> **Things to do**
• a. Answer these questions from the npm spam thread below, one answer per line, marked the same way:
(i) What does the first comment say happened at all the companies its writer has worked for?
(ii) According to the reply, what takes enormously more time and money than dumping in everything you can get your hands on?
(iii) What does the last comment say it worked for?
• b. List every measure that the npm spam thread below says npmjs has.
• c. Carry on the npm spam thread below from where it stops.

Passage: Begin

Comment by renegat0x0
2 years ago
I am really interested if that really matters.
Package managers often comes with rating system. npmjs has weekly downloads, pull requests, and other popularity scores.
I am layman in AI, but why would anyone think that this would affect anything, like AI? Why would anyone train on noname package, that noone uses?
Stats for spam packages can have higher-than-none stats, but that also makes them vulnerable for sweep removal of all potential spam packages, since they are connected, etc. etc.
Any credible company will not use a noname spam package, will verify their contents. That is at least what happened in all companies I have worked for.
> why would anyone think that this would affect anything, like AI? Why would anyone train on noname package, that noone uses?
…almost certainly for the same reason that any “train AI using only good data, reduce hallucinations!” suggestion is in the “daydream” rather than “great idea” category.
Creating high quality filtered datasets is enormously more time consuming and expensive than just dumping everything you can get you hands on in.
It seems obvious to ignore packages that are obviously unused and spam, but tldr; no idiot is going to be pouring spam into npm unless there’s some kind of benefit from it; people accidentally using it, mixing it into the dependency tree of legit packages, etc.
It’s more likely that the successful folk doing this aren’t being caught, and the ones being caught are “me too” idiots. Or, the spam is working and people are actually (for whatever incomprehensible reason) actually using at least some of the packages.
TLDR; if dependency auditing and supply chain attack were trivial to solve, it wouldn’t be a problem.
…but based on the fact that we continue endlessly to see these issues, you can assume that it’s probably more diff to solve than it trivially appears.
Daydream? It worked for Phi.

Passage: End
Source data: Begin

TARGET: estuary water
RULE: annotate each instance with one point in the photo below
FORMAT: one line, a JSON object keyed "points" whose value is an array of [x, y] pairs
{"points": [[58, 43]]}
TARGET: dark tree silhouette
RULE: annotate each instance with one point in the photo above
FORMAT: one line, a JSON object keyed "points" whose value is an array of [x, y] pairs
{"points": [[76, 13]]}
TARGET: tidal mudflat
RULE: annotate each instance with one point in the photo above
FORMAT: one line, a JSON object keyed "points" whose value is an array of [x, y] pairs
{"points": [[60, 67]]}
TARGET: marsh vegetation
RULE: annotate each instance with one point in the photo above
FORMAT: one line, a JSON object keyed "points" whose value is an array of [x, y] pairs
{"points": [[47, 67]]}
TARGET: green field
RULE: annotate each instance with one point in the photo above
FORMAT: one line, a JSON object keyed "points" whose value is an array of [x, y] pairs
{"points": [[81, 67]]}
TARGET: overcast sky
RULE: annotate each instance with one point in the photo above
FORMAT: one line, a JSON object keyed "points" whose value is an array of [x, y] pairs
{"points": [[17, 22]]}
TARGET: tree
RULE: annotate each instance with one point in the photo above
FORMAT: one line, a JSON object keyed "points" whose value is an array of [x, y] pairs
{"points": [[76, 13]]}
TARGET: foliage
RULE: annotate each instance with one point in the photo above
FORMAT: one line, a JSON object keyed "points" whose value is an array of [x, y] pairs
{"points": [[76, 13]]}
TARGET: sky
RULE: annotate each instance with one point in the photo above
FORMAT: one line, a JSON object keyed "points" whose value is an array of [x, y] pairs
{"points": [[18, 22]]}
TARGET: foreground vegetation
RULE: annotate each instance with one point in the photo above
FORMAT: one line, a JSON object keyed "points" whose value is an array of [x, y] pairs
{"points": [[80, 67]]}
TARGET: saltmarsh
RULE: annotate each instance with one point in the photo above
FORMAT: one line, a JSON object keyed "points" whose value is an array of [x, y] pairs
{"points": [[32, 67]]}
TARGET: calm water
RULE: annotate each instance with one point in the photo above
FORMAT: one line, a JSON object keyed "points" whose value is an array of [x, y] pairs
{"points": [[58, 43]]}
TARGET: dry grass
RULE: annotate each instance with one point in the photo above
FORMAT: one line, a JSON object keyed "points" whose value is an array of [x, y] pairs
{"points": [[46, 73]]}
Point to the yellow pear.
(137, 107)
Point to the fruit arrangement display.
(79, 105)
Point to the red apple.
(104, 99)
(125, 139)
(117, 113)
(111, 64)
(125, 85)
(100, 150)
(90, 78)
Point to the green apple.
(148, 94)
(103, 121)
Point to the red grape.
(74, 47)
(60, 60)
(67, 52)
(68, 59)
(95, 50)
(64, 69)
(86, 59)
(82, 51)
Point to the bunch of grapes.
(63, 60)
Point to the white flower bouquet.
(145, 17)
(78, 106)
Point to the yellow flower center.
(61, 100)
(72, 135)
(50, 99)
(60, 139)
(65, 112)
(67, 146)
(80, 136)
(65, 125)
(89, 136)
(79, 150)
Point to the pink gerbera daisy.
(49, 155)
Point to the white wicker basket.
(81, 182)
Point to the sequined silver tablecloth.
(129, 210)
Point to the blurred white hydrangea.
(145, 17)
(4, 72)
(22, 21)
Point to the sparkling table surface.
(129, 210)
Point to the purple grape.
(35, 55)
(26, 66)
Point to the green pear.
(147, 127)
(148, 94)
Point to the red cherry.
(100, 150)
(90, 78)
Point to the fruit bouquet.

Source data: End

> **Responses by task**
• a.
(i) Credible companies did not use noname spam packages and verified their contents.
(ii) Creating high quality filtered datasets.
(iii) Phi.

• b.
- weekly downloads
- pull requests
- other popularity scores

• c.
This is such a low effort insincere comment I can barely be bothered to respond to it… but tldr; no, it didn’t.
If it was easy, people would have done it. It’s not easy. Phi is not a state of the art model. It does not perform significantly better or even on par with larger models.
Yes, I’ve read the tech reports and used it. No, I don’t believe it has any kind of meaningful bearing on the problem, which is explicitly in question here, which I explicitly posit, again, is basically unsolvable:
Given a large user contributed repository of code (npm), it’s very hard to determine “good” from “bad” in terms of quality at scale, when you have malicious actors.
…I mean, it’s not impossible with enough time and effort I suppose, but if Microsoft, who own npm have a good way of filtering out bad content on it for their language models, you’ve really got to ask why the duck they’re using it for their language models, and you know, not to unduck npm…
3 replies →
If you look at the purpose of this Tea protocol it is exactly to provide a chain of credibility. Though, by connecting ranking with monetization, tea has created perverse incentives, leading spammers to pump up their tea ranking, by linking and starring packages in circles. Their goal is to make it look like it’s a highly used package.
Luckily, nobody thinks that tea ranking matters, except for the spammers themselves.
They are with no doubt attempting to poke at other more established metrics as well. This could eventually fool an AI or even humans.
> Why would anyone train on noname package, that noone uses?
Not that I disagree, but in the same line of thinking: Why would anyone train an LLM on some random blog written in broken English? Why would you train an LLM on the absolute dumpster fire that is Reddit comments? Or why is my Github repos with half-finished projects and horribly insecure coding practises being used as input to CoPilot? Yet here we are, LLMs writing broken, insecure code (just like a real person) and telling people to eat rocks.
Agree! Not only in companies, but I have never seen anyone download a package, without looking at Github stars
The real fun would happen if the next incentive is to publish a package and get Github stars for that repo :-)